--- START TEXT TO READ ---

Author: Maryam Yazdanparast


The Human Rights Watch (HRW) report, released on the eve of the fourth anniversary of the Taliban’s takeover of Afghanistan (14 Asad 1404, August 5, 2025), titled “Afghanistan in Taliban’s Chains and the Silencing of Women,” is a gut-wrenching exposé of a nation suffocating under the Taliban’s iron grip. It’s a searing indictment not just of the Taliban’s brutality but of the world’s shameful inaction. With a raw, human lens, this analysis dives into the report’s revelations—systematic oppression of women, a spiraling humanitarian crisis, and the global community’s failure to act—while asking the hard questions about complicity and accountability.

  1. Women in Chains: The Taliban’s War on Half the Population


Imagine living in a country where half the population—women and girls—are erased from public life. The Taliban has banned girls from education beyond sixth grade, locked women out of universities and jobs, and enforced their draconian “Promotion of Virtue and Prevention of Vice” laws with chilling precision. Women can’t step outside without a male guardian, face phone checks, vehicle searches, and punishment for “crimes” like playing music or wearing “improper” clothing. This isn’t just oppression—it’s a deliberate annihilation of women’s existence.

--- END TEXT TO READ ---

= BRIEF =
Could you continue the analysis of the Human Rights Watch report on Taliban rule, starting right after its final sentence? The material after this point is separate from the analysis of the Human Rights Watch report on Taliban rule.

--- START RECORDS ---

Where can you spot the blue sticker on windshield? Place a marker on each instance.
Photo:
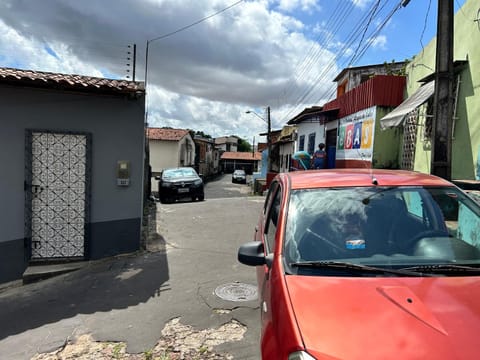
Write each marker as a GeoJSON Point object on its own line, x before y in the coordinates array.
{"type": "Point", "coordinates": [355, 244]}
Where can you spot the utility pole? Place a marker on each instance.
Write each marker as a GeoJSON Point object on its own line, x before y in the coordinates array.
{"type": "Point", "coordinates": [441, 161]}
{"type": "Point", "coordinates": [269, 140]}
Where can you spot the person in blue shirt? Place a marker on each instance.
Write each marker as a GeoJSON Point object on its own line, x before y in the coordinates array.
{"type": "Point", "coordinates": [320, 157]}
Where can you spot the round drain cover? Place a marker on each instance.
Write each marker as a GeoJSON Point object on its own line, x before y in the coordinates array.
{"type": "Point", "coordinates": [236, 292]}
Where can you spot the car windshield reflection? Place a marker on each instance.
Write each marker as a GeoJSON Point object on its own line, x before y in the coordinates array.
{"type": "Point", "coordinates": [381, 226]}
{"type": "Point", "coordinates": [179, 173]}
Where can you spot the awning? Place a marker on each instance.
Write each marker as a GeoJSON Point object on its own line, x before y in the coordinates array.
{"type": "Point", "coordinates": [395, 118]}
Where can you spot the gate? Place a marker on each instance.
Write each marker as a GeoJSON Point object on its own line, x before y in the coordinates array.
{"type": "Point", "coordinates": [409, 140]}
{"type": "Point", "coordinates": [57, 194]}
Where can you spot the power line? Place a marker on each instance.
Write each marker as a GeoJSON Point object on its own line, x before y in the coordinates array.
{"type": "Point", "coordinates": [355, 57]}
{"type": "Point", "coordinates": [196, 22]}
{"type": "Point", "coordinates": [354, 34]}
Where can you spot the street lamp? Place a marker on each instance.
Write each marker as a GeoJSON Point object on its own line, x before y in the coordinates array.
{"type": "Point", "coordinates": [269, 140]}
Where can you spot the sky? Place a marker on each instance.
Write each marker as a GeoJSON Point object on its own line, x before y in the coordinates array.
{"type": "Point", "coordinates": [211, 61]}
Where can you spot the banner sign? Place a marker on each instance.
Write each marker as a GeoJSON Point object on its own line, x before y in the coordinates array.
{"type": "Point", "coordinates": [355, 135]}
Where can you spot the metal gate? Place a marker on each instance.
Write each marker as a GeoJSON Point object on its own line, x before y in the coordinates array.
{"type": "Point", "coordinates": [409, 140]}
{"type": "Point", "coordinates": [57, 194]}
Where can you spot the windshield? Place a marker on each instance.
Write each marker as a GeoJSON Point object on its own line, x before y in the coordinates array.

--- END RECORDS ---

= EXERCISE OUTPUT =
The report highlights the International Criminal Court’s (ICC) July 8, 2025, arrest warrants for Taliban leader Hibatullah Akhundzada and Supreme Court chief Abdul-Hakim Haqqani, charging them with gender-based persecution as a crime against humanity. But let’s be real: what do these warrants mean to a regime that spits on international law? They’re a symbolic jab, at best, while women remain trapped in a dystopian nightmare. Why hasn’t the world backed these warrants with real pressure? Is this just a hollow gesture to soothe global consciences?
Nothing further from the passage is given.